- Supplied entries -

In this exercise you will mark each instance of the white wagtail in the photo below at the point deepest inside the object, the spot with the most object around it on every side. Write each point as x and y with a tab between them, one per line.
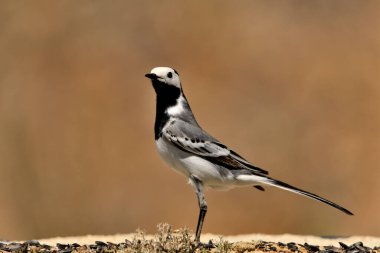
204	160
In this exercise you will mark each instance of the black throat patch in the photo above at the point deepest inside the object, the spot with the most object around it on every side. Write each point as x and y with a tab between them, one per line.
167	96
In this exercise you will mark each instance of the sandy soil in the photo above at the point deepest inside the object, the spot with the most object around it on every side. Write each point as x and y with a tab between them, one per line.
285	238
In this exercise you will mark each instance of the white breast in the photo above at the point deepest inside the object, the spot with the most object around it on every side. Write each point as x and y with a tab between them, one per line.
188	165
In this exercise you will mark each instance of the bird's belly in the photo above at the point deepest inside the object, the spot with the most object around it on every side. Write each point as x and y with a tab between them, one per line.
192	165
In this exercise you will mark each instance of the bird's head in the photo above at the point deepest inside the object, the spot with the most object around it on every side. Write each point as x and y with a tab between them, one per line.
164	77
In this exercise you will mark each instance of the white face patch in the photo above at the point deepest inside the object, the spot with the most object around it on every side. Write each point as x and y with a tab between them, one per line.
167	75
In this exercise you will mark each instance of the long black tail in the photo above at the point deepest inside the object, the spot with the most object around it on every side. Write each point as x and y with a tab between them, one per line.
287	187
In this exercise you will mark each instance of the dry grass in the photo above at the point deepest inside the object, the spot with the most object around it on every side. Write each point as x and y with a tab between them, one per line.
179	241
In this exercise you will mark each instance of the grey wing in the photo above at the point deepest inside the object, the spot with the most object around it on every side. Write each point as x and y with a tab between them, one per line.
193	139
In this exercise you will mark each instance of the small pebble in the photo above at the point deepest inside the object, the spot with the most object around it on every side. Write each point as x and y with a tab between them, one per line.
312	248
32	243
344	246
100	243
65	251
62	246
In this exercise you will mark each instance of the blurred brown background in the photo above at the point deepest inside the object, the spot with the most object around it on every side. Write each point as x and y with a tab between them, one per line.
293	86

- What is being asked -
Transcribe the whole listing above exactly and leave out the pictures.

- Answer space -
In this exercise you will mark each instance of the white wagtail in the photo below at the point deepest inside the object, the spot with the most object around it on every side. Write each point as x and y with a tab between them, one per line.
204	160
In this exercise you will mark each instance of the black throat patch in the photo above at the point deepest inside the object, the spot with the most object around it on every side. Write each point as x and y with a tab between them, one per line.
167	96
In this exercise you will mark each instance of the sandy soil in the photo above at the point deepest inside the object, the spot with the most object around it on every side. Write each point as x and y with a tab between them, one per line.
285	238
In this exercise you will mark each instance of the white breast in the photo above at the point deepest inside the object, the spot with the most object around it on every side. Write each point as x and y with a tab between them, one per line.
188	165
In this exercise you will mark each instance of the bird's belly in the photo above at the point deepest inside the object, the spot with the most object around it on every side. Write each point as x and y with a tab between them, one per line.
192	165
In this exercise you will mark each instance of the bird's head in the photo above at the point deepest inside the object, the spot with the most object around it on every side. Write each point as x and y with a tab between them, one per line.
164	77
In this exercise you will mark each instance of the white face patch in the photo above at the point deepest inside the object, the spot with the most object around it on every side. Write each point as x and y with a tab between them, one per line.
167	75
In this exercise you will mark each instance of the long black tail in the photo above at the point deepest inside the object, the spot with the most object around it on every side. Write each point as x and y with a tab between them, one per line.
287	187
In this exercise you will mark each instance of the dry grass in the photo above at the point deepest inside the object, the spot with the most object around it on every side. Write each point as x and y with a tab between them, one per line.
179	241
In this exercise you will mark each instance of the grey wing in the photo above at the point deepest inside the object, the spot with the most object around it on every side. Write each point as x and y with a tab between them, one per line.
193	139
In this exercise you will mark each instance of the small pebble in the photo above at the point deepest inside the object, the spot with the most object around it on every side. Write each point as x and y with a tab between them, one per line.
312	248
32	243
344	246
100	243
65	251
62	246
In this exercise you will mark each instance of the blurred brown background in the photo above at the point deepest inside the object, the spot with the most object around it on every side. Write each point as x and y with a tab between them, one per line.
293	86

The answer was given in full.